▶ _Excerpted data_
────────────────────

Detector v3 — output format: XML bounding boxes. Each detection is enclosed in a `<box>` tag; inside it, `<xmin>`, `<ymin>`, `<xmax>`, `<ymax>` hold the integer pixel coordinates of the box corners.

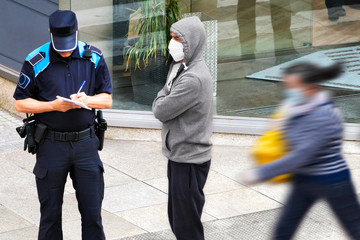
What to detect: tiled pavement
<box><xmin>0</xmin><ymin>109</ymin><xmax>360</xmax><ymax>240</ymax></box>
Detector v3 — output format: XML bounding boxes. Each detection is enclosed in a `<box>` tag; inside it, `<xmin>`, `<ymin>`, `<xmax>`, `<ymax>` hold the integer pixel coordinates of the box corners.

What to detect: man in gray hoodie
<box><xmin>153</xmin><ymin>17</ymin><xmax>213</xmax><ymax>240</ymax></box>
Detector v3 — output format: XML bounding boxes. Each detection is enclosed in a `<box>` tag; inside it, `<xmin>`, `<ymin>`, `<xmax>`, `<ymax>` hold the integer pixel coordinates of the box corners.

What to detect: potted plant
<box><xmin>125</xmin><ymin>0</ymin><xmax>182</xmax><ymax>105</ymax></box>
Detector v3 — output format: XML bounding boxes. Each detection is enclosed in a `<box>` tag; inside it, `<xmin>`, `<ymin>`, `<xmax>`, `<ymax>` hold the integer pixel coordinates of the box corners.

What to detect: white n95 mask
<box><xmin>168</xmin><ymin>39</ymin><xmax>184</xmax><ymax>62</ymax></box>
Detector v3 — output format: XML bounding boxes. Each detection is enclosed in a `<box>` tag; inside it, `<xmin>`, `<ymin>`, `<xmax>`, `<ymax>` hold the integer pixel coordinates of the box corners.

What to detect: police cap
<box><xmin>49</xmin><ymin>10</ymin><xmax>78</xmax><ymax>52</ymax></box>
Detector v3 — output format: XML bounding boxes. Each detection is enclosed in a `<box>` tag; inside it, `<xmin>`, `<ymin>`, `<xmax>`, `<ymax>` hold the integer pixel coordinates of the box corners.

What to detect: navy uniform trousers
<box><xmin>34</xmin><ymin>133</ymin><xmax>105</xmax><ymax>240</ymax></box>
<box><xmin>168</xmin><ymin>160</ymin><xmax>210</xmax><ymax>240</ymax></box>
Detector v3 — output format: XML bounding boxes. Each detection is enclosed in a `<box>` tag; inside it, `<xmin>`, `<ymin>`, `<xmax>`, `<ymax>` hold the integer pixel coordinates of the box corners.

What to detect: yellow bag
<box><xmin>252</xmin><ymin>109</ymin><xmax>291</xmax><ymax>183</ymax></box>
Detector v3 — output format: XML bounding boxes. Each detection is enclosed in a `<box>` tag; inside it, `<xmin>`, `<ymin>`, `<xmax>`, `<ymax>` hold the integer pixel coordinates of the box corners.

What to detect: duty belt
<box><xmin>46</xmin><ymin>128</ymin><xmax>94</xmax><ymax>142</ymax></box>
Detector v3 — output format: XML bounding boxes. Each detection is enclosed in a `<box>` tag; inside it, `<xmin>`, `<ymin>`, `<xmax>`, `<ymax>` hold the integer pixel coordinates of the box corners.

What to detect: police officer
<box><xmin>14</xmin><ymin>10</ymin><xmax>112</xmax><ymax>240</ymax></box>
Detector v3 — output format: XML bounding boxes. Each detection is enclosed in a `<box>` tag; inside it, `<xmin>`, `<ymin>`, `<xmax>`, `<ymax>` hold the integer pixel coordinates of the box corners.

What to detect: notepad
<box><xmin>56</xmin><ymin>96</ymin><xmax>91</xmax><ymax>110</ymax></box>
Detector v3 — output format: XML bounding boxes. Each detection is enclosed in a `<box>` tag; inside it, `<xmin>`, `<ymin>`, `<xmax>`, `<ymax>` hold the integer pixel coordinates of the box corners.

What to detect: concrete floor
<box><xmin>0</xmin><ymin>110</ymin><xmax>360</xmax><ymax>240</ymax></box>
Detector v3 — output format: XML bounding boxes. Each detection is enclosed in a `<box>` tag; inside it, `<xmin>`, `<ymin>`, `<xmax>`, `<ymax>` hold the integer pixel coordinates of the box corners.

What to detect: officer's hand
<box><xmin>51</xmin><ymin>99</ymin><xmax>81</xmax><ymax>112</ymax></box>
<box><xmin>70</xmin><ymin>92</ymin><xmax>88</xmax><ymax>106</ymax></box>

────────────────────

▶ _Aim_
Copy out every line of the records above that contains the word "What", keeping each line whole and in its original order.

▶ _Response to this task_
What to detect: tiled pavement
What to detect: man in gray hoodie
What to detect: potted plant
What to detect: white n95 mask
What to detect: police cap
What to detect: navy uniform trousers
What to detect: yellow bag
What to detect: duty belt
What to detect: police officer
What to detect: notepad
What to detect: concrete floor
What to detect: officer's hand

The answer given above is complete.